Saved entries:
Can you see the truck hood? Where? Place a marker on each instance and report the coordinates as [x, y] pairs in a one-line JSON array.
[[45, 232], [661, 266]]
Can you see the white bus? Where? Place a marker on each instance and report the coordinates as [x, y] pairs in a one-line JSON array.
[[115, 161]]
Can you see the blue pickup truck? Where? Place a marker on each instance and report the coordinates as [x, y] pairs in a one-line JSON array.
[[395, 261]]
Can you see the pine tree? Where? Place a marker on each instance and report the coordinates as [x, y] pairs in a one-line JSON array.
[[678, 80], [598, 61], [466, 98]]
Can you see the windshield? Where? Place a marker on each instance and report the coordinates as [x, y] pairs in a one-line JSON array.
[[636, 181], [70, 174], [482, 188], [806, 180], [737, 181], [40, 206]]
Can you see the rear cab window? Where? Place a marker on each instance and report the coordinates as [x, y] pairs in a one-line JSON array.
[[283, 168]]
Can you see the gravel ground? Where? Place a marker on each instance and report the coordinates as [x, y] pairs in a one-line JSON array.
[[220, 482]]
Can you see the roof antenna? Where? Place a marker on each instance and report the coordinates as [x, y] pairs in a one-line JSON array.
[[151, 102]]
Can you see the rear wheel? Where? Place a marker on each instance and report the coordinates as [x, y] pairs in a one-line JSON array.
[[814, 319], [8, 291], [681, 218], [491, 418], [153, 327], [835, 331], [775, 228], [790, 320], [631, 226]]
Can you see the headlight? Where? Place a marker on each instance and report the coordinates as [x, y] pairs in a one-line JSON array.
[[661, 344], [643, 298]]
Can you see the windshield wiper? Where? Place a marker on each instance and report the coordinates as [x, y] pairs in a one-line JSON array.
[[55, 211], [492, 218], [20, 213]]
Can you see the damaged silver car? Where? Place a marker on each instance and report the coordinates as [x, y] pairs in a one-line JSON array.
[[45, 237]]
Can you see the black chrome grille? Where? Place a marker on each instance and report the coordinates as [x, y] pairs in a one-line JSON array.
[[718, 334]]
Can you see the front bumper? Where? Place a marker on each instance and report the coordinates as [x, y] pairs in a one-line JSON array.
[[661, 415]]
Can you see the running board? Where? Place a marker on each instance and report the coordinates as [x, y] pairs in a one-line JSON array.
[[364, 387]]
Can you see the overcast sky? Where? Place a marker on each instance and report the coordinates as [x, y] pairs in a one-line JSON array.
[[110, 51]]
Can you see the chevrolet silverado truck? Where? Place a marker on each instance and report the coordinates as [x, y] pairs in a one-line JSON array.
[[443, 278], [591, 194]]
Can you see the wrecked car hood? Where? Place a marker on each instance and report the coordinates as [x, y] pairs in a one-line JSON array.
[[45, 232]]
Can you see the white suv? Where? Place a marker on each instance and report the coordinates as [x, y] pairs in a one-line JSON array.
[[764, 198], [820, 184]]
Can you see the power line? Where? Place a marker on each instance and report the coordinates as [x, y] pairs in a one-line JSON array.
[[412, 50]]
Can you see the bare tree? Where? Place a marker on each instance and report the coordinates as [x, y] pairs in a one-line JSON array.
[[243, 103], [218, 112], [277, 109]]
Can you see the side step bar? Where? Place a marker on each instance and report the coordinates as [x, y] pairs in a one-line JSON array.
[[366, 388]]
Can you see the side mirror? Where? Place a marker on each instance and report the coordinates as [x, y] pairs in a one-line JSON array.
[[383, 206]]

◆ INSTRUCTIONS TO FOLLOW: Print the lines starting with the one containing "Can you see the rear cab" and continuing through the one containing "[[220, 482]]", without changing anything.

◆ RESULT OF THE TASK:
Can you see the rear cab window? Where? Place a marker on each instance and report the coordinates as [x, y] pairs in a one-line JSON array.
[[283, 168]]
Can you see the gravel ground? Where? Place a marker on each instance and report the coordinates as [x, y] pairs in a one-line JSON array.
[[220, 482]]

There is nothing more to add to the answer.